--- START ---

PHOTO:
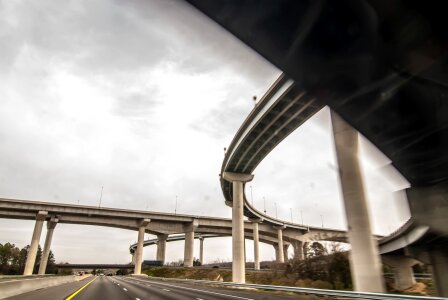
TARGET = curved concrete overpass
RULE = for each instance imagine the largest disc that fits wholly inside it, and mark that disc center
(390, 87)
(160, 224)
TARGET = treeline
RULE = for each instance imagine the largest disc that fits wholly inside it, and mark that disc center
(13, 259)
(322, 268)
(329, 266)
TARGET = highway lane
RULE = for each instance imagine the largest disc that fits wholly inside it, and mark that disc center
(56, 292)
(132, 288)
(176, 290)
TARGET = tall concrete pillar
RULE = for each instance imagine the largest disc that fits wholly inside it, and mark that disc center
(189, 249)
(402, 269)
(305, 249)
(277, 255)
(298, 250)
(238, 261)
(365, 262)
(139, 251)
(133, 257)
(31, 257)
(256, 237)
(201, 250)
(51, 224)
(285, 252)
(281, 253)
(161, 247)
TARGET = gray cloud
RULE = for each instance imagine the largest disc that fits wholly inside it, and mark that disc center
(140, 97)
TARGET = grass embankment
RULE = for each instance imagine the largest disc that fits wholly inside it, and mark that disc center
(272, 278)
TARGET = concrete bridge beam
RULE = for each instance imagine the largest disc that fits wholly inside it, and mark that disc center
(139, 251)
(161, 247)
(51, 225)
(31, 257)
(365, 262)
(238, 255)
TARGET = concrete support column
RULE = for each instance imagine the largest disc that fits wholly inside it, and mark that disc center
(139, 251)
(281, 253)
(238, 261)
(365, 262)
(161, 247)
(305, 250)
(133, 257)
(31, 257)
(189, 249)
(298, 250)
(51, 224)
(277, 255)
(256, 244)
(201, 250)
(285, 252)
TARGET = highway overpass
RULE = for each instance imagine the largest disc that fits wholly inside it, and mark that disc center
(390, 86)
(160, 224)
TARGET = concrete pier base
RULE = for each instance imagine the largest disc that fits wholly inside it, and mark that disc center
(201, 250)
(161, 247)
(281, 254)
(298, 250)
(189, 249)
(31, 257)
(256, 238)
(238, 255)
(51, 225)
(365, 262)
(139, 251)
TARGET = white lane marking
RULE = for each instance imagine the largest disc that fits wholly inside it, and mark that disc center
(203, 291)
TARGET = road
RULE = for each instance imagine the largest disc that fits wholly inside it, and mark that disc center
(131, 288)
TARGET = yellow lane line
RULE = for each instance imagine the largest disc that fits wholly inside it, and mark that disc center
(78, 291)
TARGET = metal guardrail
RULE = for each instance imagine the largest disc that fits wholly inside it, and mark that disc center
(308, 291)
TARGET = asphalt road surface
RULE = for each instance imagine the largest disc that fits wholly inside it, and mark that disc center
(131, 288)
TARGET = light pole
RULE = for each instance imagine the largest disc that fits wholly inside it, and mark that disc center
(175, 207)
(101, 196)
(251, 195)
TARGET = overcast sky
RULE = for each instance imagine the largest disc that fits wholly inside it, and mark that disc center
(141, 97)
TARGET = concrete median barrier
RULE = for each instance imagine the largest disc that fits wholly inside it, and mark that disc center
(9, 288)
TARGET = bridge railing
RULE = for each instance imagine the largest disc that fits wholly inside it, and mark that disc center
(307, 291)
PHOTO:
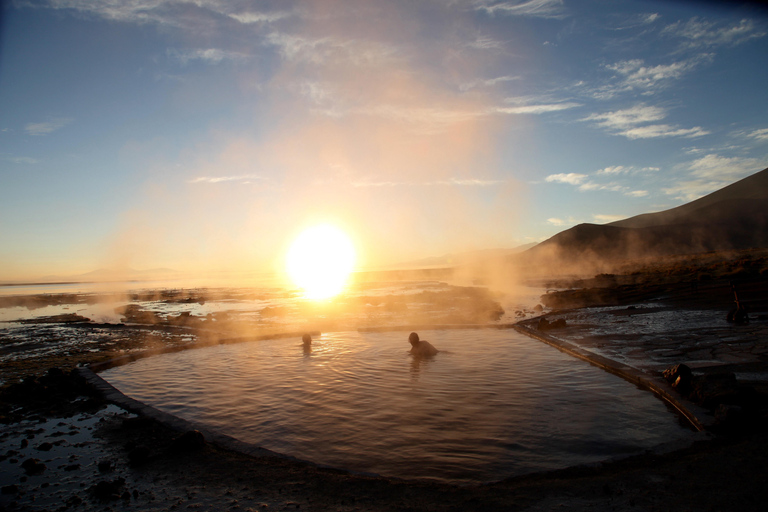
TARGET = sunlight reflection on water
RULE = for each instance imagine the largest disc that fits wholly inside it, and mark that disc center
(492, 404)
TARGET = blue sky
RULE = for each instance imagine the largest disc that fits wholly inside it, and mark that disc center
(205, 135)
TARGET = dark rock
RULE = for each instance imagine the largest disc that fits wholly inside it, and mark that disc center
(33, 466)
(139, 455)
(713, 390)
(545, 325)
(74, 500)
(680, 377)
(106, 490)
(728, 414)
(189, 441)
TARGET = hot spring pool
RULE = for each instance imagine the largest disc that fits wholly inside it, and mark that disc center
(492, 404)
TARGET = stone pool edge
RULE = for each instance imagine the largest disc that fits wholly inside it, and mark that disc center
(696, 415)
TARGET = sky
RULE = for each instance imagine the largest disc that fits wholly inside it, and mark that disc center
(206, 135)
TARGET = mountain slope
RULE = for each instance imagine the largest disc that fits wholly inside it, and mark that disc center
(735, 217)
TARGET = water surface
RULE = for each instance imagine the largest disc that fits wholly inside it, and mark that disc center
(491, 404)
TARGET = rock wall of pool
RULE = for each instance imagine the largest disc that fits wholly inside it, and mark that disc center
(491, 404)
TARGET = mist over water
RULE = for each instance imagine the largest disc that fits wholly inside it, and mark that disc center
(492, 404)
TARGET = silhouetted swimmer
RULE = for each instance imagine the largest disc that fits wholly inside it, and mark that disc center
(421, 348)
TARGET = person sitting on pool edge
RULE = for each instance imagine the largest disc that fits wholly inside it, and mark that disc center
(421, 348)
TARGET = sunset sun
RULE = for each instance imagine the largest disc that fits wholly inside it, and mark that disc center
(320, 261)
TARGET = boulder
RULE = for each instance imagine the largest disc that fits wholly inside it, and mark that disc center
(188, 441)
(680, 377)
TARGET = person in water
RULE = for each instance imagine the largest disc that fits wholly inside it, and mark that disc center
(421, 348)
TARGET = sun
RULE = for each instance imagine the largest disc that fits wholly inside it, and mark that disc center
(320, 261)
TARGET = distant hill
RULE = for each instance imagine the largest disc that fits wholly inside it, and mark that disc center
(734, 217)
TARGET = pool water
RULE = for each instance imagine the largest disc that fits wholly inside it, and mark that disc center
(492, 404)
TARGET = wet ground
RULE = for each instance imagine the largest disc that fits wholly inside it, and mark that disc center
(654, 337)
(148, 471)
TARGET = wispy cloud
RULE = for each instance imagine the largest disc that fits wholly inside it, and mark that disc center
(46, 127)
(600, 217)
(531, 8)
(487, 83)
(697, 33)
(622, 169)
(196, 13)
(208, 55)
(761, 135)
(571, 178)
(636, 75)
(243, 178)
(485, 43)
(537, 109)
(318, 50)
(251, 17)
(611, 187)
(711, 172)
(633, 123)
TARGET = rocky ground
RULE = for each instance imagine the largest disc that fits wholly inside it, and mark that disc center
(62, 446)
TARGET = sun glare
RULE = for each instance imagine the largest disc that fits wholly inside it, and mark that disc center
(320, 261)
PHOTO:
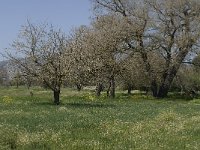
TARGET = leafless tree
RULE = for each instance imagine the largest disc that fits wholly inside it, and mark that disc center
(42, 54)
(163, 30)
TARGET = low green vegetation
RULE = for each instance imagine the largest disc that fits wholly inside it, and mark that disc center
(29, 120)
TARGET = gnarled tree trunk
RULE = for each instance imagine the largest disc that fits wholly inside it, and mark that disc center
(99, 89)
(56, 94)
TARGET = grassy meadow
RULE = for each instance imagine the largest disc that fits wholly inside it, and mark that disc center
(83, 121)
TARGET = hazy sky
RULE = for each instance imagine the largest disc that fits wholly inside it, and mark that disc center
(63, 14)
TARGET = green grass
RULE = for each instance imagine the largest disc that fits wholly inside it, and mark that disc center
(85, 122)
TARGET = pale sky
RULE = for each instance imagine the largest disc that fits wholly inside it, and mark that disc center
(64, 14)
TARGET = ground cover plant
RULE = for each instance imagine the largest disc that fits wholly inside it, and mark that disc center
(82, 121)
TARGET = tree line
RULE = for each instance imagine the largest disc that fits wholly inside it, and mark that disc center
(141, 44)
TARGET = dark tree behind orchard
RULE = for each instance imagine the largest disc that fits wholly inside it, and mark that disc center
(167, 30)
(41, 53)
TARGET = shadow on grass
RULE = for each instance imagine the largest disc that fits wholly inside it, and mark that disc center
(90, 105)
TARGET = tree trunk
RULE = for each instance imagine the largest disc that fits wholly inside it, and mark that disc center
(78, 86)
(56, 95)
(99, 89)
(129, 89)
(112, 86)
(154, 88)
(165, 86)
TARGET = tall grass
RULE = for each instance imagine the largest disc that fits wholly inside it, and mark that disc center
(83, 121)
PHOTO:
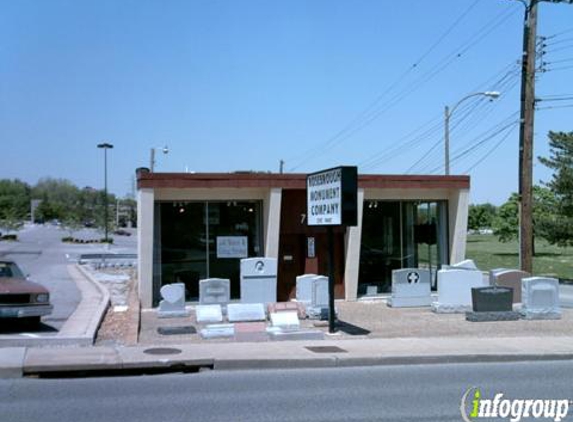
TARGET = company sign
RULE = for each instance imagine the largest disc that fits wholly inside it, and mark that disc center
(332, 197)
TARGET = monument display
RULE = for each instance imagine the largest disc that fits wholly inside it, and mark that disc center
(411, 287)
(259, 280)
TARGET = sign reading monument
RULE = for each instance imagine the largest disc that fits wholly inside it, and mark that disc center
(332, 197)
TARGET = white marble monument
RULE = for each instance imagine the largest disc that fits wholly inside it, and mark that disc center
(259, 280)
(540, 298)
(455, 290)
(411, 287)
(214, 291)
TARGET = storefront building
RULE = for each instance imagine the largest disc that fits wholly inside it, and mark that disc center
(193, 226)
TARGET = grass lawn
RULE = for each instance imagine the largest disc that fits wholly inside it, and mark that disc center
(488, 253)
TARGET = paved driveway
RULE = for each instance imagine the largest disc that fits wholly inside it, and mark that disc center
(41, 254)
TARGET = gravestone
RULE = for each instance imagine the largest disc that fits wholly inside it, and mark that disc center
(297, 307)
(209, 313)
(454, 290)
(214, 291)
(251, 331)
(218, 331)
(320, 298)
(246, 312)
(285, 320)
(304, 288)
(258, 280)
(540, 298)
(411, 287)
(492, 303)
(279, 334)
(173, 303)
(505, 277)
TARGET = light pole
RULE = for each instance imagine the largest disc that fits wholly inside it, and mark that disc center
(105, 147)
(165, 150)
(448, 113)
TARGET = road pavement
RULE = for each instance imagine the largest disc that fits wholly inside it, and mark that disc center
(41, 254)
(403, 393)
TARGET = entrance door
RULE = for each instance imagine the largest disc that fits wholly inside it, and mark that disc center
(303, 249)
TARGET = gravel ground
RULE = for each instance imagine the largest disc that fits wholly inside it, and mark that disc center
(374, 319)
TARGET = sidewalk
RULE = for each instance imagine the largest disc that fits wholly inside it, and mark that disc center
(379, 336)
(293, 354)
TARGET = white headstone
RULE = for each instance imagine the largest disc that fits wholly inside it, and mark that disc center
(209, 313)
(245, 312)
(173, 303)
(540, 298)
(304, 288)
(218, 331)
(505, 277)
(411, 287)
(259, 280)
(214, 291)
(455, 290)
(285, 320)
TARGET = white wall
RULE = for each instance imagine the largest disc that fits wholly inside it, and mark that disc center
(353, 241)
(145, 211)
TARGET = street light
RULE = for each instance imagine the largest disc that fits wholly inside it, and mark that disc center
(448, 113)
(105, 147)
(165, 150)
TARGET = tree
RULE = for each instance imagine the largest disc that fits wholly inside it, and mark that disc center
(481, 216)
(559, 225)
(506, 222)
(14, 199)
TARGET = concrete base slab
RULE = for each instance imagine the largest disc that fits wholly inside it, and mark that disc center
(409, 302)
(492, 316)
(11, 362)
(71, 359)
(441, 308)
(542, 314)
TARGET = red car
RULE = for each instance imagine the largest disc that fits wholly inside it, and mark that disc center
(20, 297)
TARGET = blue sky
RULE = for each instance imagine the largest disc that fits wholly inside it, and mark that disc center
(239, 85)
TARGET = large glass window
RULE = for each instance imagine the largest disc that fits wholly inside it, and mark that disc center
(196, 240)
(404, 234)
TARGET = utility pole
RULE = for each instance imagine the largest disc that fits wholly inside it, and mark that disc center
(526, 137)
(527, 118)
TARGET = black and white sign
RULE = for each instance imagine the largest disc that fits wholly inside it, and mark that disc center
(332, 197)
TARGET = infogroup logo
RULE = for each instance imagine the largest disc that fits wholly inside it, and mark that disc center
(475, 407)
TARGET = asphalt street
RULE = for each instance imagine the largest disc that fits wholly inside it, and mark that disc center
(388, 393)
(41, 254)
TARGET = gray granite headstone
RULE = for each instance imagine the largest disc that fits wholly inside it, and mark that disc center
(411, 287)
(218, 331)
(287, 320)
(320, 297)
(214, 291)
(304, 288)
(505, 277)
(454, 290)
(209, 313)
(173, 303)
(245, 312)
(540, 298)
(258, 280)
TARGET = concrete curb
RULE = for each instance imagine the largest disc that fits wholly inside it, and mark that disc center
(81, 327)
(45, 361)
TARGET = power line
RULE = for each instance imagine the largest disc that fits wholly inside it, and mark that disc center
(375, 109)
(496, 146)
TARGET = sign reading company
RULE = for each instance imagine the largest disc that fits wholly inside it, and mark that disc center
(332, 197)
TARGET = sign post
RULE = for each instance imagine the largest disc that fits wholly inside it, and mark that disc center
(332, 201)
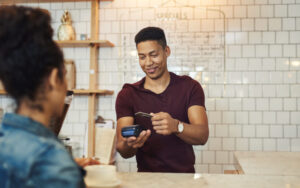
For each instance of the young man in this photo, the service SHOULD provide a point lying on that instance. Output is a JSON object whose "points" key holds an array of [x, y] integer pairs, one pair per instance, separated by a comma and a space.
{"points": [[33, 74], [176, 104]]}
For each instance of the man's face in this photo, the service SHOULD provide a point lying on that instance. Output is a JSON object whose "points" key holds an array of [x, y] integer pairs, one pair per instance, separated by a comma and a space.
{"points": [[153, 58]]}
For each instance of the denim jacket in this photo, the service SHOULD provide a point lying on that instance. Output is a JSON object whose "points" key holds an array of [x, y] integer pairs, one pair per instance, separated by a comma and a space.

--- END ---

Give the lines above again exactly, from the one containing "TARGET = sun glare" to the one containing "TARGET = low green vegetation", both included, but leave out the pictures.

TARGET = sun glare
RULE = for each instance imagine the largest disc that fits wholly inside it, and mark that disc center
(320, 261)
PHOTO:
TARGET = leafless tree
RULE = for each instance imagine the largest disc that fits wholly inside it, and mark that disc center
(42, 54)
(163, 30)
TARGET = low green vegetation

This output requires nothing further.